--- START ---
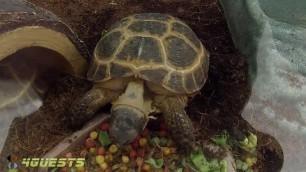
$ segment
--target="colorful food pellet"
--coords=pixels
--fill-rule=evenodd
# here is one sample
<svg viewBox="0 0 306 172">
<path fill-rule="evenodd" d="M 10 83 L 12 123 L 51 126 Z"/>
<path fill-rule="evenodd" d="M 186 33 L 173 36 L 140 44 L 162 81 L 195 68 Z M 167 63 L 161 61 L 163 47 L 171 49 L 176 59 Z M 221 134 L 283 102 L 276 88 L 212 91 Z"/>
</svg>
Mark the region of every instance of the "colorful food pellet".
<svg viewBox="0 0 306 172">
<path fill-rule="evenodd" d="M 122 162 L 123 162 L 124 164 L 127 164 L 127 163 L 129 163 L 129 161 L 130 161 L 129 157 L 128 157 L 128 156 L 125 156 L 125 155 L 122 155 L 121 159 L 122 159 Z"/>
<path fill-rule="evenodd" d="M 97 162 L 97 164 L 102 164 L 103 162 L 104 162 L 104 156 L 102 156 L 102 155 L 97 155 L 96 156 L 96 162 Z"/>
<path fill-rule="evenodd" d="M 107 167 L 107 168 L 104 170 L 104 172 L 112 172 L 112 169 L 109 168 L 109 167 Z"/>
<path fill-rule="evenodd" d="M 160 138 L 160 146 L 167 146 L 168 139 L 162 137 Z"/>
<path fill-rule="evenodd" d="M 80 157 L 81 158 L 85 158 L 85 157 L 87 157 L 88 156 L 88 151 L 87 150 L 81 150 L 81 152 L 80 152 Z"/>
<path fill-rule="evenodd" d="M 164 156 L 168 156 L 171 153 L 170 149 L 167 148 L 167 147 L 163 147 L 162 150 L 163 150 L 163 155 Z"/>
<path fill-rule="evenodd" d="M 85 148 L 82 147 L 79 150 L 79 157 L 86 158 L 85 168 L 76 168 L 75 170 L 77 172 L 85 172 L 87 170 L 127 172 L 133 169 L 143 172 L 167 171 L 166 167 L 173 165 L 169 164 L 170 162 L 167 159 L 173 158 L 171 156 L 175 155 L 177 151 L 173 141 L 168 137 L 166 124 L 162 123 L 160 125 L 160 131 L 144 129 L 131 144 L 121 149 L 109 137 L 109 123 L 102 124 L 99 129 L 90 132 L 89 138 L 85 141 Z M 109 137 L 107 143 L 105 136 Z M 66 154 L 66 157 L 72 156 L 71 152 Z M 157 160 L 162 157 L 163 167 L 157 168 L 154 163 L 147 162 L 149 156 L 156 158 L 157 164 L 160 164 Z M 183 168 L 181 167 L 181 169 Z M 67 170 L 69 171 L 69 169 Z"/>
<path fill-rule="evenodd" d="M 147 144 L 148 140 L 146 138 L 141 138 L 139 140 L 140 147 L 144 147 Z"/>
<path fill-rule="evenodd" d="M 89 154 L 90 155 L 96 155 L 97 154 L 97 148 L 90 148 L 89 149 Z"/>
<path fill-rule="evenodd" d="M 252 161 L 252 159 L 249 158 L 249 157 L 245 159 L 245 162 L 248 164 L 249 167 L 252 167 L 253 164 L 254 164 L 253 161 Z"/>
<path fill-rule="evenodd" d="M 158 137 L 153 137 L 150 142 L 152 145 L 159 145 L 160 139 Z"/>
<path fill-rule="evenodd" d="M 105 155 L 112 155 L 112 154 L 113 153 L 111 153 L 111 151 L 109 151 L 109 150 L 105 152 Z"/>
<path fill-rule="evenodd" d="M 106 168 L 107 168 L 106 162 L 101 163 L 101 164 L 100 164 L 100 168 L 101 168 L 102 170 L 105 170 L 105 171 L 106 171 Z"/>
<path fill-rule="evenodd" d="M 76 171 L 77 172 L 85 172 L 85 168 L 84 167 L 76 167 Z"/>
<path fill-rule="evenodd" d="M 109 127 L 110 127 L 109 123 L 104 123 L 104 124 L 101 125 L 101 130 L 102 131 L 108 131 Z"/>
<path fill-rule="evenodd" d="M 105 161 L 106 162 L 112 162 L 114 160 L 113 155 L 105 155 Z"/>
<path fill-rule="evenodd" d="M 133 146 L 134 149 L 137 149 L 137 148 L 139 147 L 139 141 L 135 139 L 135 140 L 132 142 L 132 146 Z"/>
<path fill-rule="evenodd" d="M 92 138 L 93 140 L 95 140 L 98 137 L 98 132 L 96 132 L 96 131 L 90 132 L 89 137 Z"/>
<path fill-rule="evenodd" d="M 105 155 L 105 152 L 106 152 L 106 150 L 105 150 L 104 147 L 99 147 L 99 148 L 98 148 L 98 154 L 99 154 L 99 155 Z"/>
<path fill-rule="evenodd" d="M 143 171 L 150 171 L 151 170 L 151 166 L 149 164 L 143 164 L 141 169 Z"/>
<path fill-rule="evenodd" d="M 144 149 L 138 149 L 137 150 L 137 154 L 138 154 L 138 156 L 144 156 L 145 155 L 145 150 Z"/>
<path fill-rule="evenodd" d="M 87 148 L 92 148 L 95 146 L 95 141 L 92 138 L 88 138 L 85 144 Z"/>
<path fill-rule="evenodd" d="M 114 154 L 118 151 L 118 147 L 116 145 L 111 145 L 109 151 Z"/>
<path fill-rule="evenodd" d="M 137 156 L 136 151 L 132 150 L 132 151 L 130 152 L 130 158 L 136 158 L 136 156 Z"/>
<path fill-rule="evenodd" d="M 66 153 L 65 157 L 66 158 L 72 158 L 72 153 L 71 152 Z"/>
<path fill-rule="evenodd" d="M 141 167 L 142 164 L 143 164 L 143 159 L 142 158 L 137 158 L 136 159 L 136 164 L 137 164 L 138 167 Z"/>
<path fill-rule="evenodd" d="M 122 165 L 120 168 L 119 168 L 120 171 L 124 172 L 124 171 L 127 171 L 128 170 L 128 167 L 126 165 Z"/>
--- END ---
What you have to do
Pictures stay out; everything else in the entries is copied exactly.

Output for this task
$ segment
--target="colorful food pellet"
--coords=pixels
--fill-rule=evenodd
# here is one sample
<svg viewBox="0 0 306 172">
<path fill-rule="evenodd" d="M 10 83 L 12 123 L 51 126 Z"/>
<path fill-rule="evenodd" d="M 186 33 L 173 36 L 140 44 L 162 81 L 195 68 Z M 167 63 L 161 61 L 163 47 L 171 49 L 176 59 Z M 221 134 L 283 102 L 276 88 L 212 91 Z"/>
</svg>
Mark the region of every instance of the "colorful food pellet".
<svg viewBox="0 0 306 172">
<path fill-rule="evenodd" d="M 122 162 L 123 162 L 124 164 L 127 164 L 127 163 L 129 163 L 129 161 L 130 161 L 129 157 L 128 157 L 128 156 L 125 156 L 125 155 L 122 155 L 121 159 L 122 159 Z"/>
<path fill-rule="evenodd" d="M 97 162 L 97 164 L 102 164 L 103 162 L 104 162 L 104 156 L 102 156 L 102 155 L 97 155 L 96 156 L 96 162 Z"/>
<path fill-rule="evenodd" d="M 107 167 L 107 168 L 104 170 L 104 172 L 112 172 L 112 169 L 109 168 L 109 167 Z"/>
<path fill-rule="evenodd" d="M 160 138 L 160 146 L 167 146 L 168 139 L 162 137 Z"/>
<path fill-rule="evenodd" d="M 80 157 L 81 158 L 85 158 L 85 157 L 87 157 L 88 156 L 88 151 L 87 150 L 81 150 L 81 152 L 80 152 Z"/>
<path fill-rule="evenodd" d="M 164 156 L 168 156 L 171 153 L 170 149 L 167 148 L 167 147 L 163 147 L 162 150 L 163 150 L 163 155 Z"/>
<path fill-rule="evenodd" d="M 85 148 L 82 147 L 79 150 L 79 157 L 86 158 L 85 168 L 76 168 L 75 170 L 77 172 L 85 172 L 87 170 L 127 172 L 133 169 L 143 172 L 167 171 L 166 167 L 173 165 L 169 164 L 170 162 L 167 159 L 173 158 L 171 156 L 175 155 L 177 151 L 173 141 L 168 137 L 166 124 L 162 123 L 160 125 L 160 131 L 144 129 L 131 144 L 121 149 L 109 137 L 109 123 L 102 124 L 99 129 L 90 132 L 89 138 L 85 141 Z M 109 137 L 107 143 L 105 136 Z M 66 154 L 66 157 L 72 156 L 71 152 Z M 157 160 L 162 157 L 163 167 L 157 168 L 154 163 L 147 162 L 149 156 L 156 158 L 157 164 L 160 164 Z M 183 168 L 181 167 L 181 169 Z M 67 170 L 69 171 L 69 169 Z"/>
<path fill-rule="evenodd" d="M 147 144 L 148 140 L 146 138 L 141 138 L 139 140 L 140 147 L 144 147 Z"/>
<path fill-rule="evenodd" d="M 89 154 L 90 155 L 96 155 L 97 154 L 97 148 L 90 148 L 89 149 Z"/>
<path fill-rule="evenodd" d="M 252 161 L 252 159 L 249 158 L 249 157 L 245 159 L 245 162 L 248 164 L 249 167 L 252 167 L 253 164 L 254 164 L 253 161 Z"/>
<path fill-rule="evenodd" d="M 158 137 L 153 137 L 150 142 L 152 145 L 159 145 L 160 139 Z"/>
<path fill-rule="evenodd" d="M 105 155 L 112 155 L 112 154 L 113 153 L 111 153 L 111 151 L 109 151 L 109 150 L 105 152 Z"/>
<path fill-rule="evenodd" d="M 106 168 L 107 168 L 106 162 L 101 163 L 101 164 L 100 164 L 100 168 L 101 168 L 102 170 L 105 170 L 105 171 L 106 171 Z"/>
<path fill-rule="evenodd" d="M 76 171 L 77 172 L 85 172 L 85 168 L 84 167 L 76 167 Z"/>
<path fill-rule="evenodd" d="M 109 127 L 110 127 L 109 123 L 104 123 L 104 124 L 101 125 L 101 130 L 102 131 L 108 131 Z"/>
<path fill-rule="evenodd" d="M 105 161 L 106 162 L 112 162 L 114 160 L 113 155 L 105 155 Z"/>
<path fill-rule="evenodd" d="M 133 146 L 134 149 L 137 149 L 137 148 L 139 147 L 139 141 L 135 139 L 135 140 L 132 142 L 132 146 Z"/>
<path fill-rule="evenodd" d="M 92 138 L 93 140 L 95 140 L 98 137 L 98 132 L 96 132 L 96 131 L 90 132 L 89 137 Z"/>
<path fill-rule="evenodd" d="M 105 155 L 105 152 L 106 152 L 106 150 L 105 150 L 104 147 L 99 147 L 99 148 L 98 148 L 98 154 L 99 154 L 99 155 Z"/>
<path fill-rule="evenodd" d="M 143 171 L 150 171 L 151 170 L 151 166 L 149 164 L 143 164 L 141 169 Z"/>
<path fill-rule="evenodd" d="M 144 149 L 138 149 L 137 150 L 137 154 L 138 154 L 138 156 L 144 156 L 145 155 L 145 150 Z"/>
<path fill-rule="evenodd" d="M 87 148 L 92 148 L 95 146 L 95 141 L 92 138 L 88 138 L 85 144 Z"/>
<path fill-rule="evenodd" d="M 114 154 L 118 151 L 118 147 L 116 145 L 111 145 L 109 151 Z"/>
<path fill-rule="evenodd" d="M 137 156 L 136 151 L 132 150 L 132 151 L 130 152 L 130 158 L 136 158 L 136 156 Z"/>
<path fill-rule="evenodd" d="M 66 153 L 65 157 L 66 158 L 72 158 L 72 153 L 71 152 Z"/>
<path fill-rule="evenodd" d="M 141 167 L 142 164 L 143 164 L 143 159 L 142 158 L 137 158 L 136 159 L 136 164 L 137 164 L 138 167 Z"/>
<path fill-rule="evenodd" d="M 122 165 L 120 168 L 119 168 L 120 171 L 124 172 L 124 171 L 127 171 L 128 170 L 128 167 L 126 165 Z"/>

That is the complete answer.